Der Industriestrompreis wäre also nur eine politische Maßnahme, die versucht zu flicken, was falsche Politik zuvor verschuldet hat?

Genau. Es wäre nur ein Übertünchen von Problemen. Standortpolitik sollte immer ein Bündel sein. Jede Milliarde, die wir jetzt für solche strukturerhaltende Subventionen aufwenden, fehlt an anderer Stelle. Nämlich dort, wo wir mit guten Gründen sagen können, dass dort Wachstumseffekte erzielt werden, beispielsweise bei der Bildung und der Infrastruktur. Wenn heute junge Menschen gut ausgebildet werden, wissen wir nicht, in welchen Berufen die später arbeiten werden und welche Produkte in welchen Branchen sie herstellen werden. Aber dass sie gute Arbeitsplätze haben werden, ist dann nahezu sicher. Es heißt dann immer reflexhaft in der politischen Debatte, man dürfe doch nicht die einen gegen die anderen ausspielen. Damit wird jede ernsthafte Diskussion über Prioritäten niedergehalten. Am Ende des Tages sind die Mittel begrenzt. Und wir müssen uns sehr gut überlegen, für was wir sie einsetzen.

## Bereitgestellte Daten
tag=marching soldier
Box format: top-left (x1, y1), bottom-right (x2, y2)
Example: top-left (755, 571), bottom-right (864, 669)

* * *

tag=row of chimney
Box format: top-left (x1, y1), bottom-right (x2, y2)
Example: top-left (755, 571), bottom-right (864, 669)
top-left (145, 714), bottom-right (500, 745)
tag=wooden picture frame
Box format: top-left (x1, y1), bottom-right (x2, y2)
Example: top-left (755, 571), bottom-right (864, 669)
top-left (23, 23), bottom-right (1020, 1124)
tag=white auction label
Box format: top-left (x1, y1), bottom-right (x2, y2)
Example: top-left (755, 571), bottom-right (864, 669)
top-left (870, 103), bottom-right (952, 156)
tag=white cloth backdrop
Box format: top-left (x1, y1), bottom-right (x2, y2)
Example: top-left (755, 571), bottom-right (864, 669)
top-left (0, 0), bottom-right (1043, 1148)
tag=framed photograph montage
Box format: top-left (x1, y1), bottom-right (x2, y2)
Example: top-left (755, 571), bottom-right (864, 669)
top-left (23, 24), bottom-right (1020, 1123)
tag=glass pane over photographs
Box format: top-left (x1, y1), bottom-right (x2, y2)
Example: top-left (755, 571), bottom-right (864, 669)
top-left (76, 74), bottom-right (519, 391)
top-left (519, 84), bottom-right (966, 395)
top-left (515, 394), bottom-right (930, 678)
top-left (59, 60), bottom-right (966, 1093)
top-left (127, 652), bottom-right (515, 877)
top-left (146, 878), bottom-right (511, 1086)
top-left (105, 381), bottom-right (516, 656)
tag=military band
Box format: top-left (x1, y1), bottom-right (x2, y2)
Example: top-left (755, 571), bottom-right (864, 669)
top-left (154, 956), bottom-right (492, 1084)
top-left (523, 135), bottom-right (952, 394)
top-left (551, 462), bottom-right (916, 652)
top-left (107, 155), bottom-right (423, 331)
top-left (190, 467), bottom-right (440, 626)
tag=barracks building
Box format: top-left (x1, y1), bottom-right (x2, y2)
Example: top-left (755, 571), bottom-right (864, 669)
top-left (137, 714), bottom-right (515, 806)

## Ziel der Übung
Tippen Sie den Auszug zum Industriestrompreis vollständig und ohne jede Änderung ab. Stützen Sie sich allein auf den Auszug.

## Antwort zur Aufgabe
Der Industriestrompreis wäre also nur eine politische Maßnahme, die versucht zu flicken, was falsche Politik zuvor verschuldet hat?

Genau. Es wäre nur ein Übertünchen von Problemen. Standortpolitik sollte immer ein Bündel sein. Jede Milliarde, die wir jetzt für solche strukturerhaltende Subventionen aufwenden, fehlt an anderer Stelle. Nämlich dort, wo wir mit guten Gründen sagen können, dass dort Wachstumseffekte erzielt werden, beispielsweise bei der Bildung und der Infrastruktur. Wenn heute junge Menschen gut ausgebildet werden, wissen wir nicht, in welchen Berufen die später arbeiten werden und welche Produkte in welchen Branchen sie herstellen werden. Aber dass sie gute Arbeitsplätze haben werden, ist dann nahezu sicher. Es heißt dann immer reflexhaft in der politischen Debatte, man dürfe doch nicht die einen gegen die anderen ausspielen. Damit wird jede ernsthafte Diskussion über Prioritäten niedergehalten. Am Ende des Tages sind die Mittel begrenzt. Und wir müssen uns sehr gut überlegen, für was wir sie einsetzen.